+++ Reading passage
From there, Weihenmayer continued to explain how he, Maynard and the rest of the group went to his hotel room and stole a handful of bath towels.

“Liberated them for a better life,” Weihenmayer said to a room full of laughs.

He, Maynard and the rest of the group then continued to the hotel’s front desk, where they acquired foam, packing tape and shopping bags.

The next morning, Weihenmayer and No Barriers pushed Maynard to the base of the mountain, helped him out of his chair and wrapped his arm and leg stumps up with the foam, bath towels, packing tape and shopping bags they’d collected the day before.

For the next eight hours, Weihenmayer described a scene of Maynard “crabbing” his way through the trail’s dirt and mud, over its rocks and snow and to the top of a 12,000 foot peak.

Less than a year later, Maynard became the first quadruple amputee to reach the summit of Kilimanjaro.

All thanks to bath towels and packing tape.

That was the message Weihenmayer was trying to get across to the college students in the room, whether he was talking about his own tribulations through Lava Falls, Maynard’s mountain climbing, or another No Barriers athlete’s accomplishment.

The message that the greatest of triumphs and the best of progress are only possible when people use their creativity, ingenuity and passion to conquer seemingly-impossible tasks.
++++++
+++ Dataset rows
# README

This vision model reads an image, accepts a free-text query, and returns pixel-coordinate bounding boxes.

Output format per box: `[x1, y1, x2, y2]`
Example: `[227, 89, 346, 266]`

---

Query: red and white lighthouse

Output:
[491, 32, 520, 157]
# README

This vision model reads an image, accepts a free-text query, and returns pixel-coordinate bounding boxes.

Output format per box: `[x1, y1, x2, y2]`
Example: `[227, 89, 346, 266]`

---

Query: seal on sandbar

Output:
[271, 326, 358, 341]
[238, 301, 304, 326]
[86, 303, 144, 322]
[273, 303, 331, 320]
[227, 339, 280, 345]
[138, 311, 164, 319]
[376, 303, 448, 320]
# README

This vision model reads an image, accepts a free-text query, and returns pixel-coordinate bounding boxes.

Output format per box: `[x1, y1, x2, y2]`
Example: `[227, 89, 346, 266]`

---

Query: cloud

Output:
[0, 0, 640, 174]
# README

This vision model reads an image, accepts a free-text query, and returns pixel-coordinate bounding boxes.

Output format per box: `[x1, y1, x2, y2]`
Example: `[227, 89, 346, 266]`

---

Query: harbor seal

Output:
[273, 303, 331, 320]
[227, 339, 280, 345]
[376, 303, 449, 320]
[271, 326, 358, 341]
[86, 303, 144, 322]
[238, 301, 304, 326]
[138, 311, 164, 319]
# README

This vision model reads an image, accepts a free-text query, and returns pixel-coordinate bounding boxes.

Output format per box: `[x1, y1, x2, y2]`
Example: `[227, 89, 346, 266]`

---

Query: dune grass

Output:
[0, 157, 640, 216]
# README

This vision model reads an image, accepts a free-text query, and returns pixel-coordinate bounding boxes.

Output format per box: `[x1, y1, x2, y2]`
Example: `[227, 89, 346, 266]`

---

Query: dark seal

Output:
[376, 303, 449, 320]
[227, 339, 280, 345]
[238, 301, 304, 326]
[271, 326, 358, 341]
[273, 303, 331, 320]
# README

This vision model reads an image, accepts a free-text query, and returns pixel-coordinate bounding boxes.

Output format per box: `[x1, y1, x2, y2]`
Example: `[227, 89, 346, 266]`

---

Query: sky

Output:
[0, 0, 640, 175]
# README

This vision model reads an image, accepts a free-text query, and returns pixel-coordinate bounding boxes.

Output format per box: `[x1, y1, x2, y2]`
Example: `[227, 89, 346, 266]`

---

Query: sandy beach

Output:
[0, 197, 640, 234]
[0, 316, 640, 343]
++++++
Parts of the exercise:
[a] In the account of Maynard's climb, what did the group obtain at the hotel's front desk?
[b] Resume the account of Weihenmayer's talk to the college students, picking up after its final sentence.
The records play no part in what is asked here.

Final answers:
[a] Foam, packing tape and shopping bags.

[b]
“Over time,” Weihenmayer said, “terrible ideas like bath towels and packing tape, they give way to better ideas, right?

“Through that iterative process that I bet you are studying,” he continued, bath towels became welding sleeves and pot holders and mountain bike tires that they cut up and glued over (Maynard’s) stumps.

“And then,” he continued, “all the way up to these carbon fiber, prosthetic limbs with soles in the shape of elephant hooves and titanium crampons you can screw in for ice and snow.

“Bath towels became Robo Kyle,” he concluded, “and it was by implementing that and by building this really strong team around him that Kyle, the next January, became the first quadruple amputee to reach the summit of Aconcagua, the tallest peak in South America — 23,000 feet.

“He’ll never stop climbing.”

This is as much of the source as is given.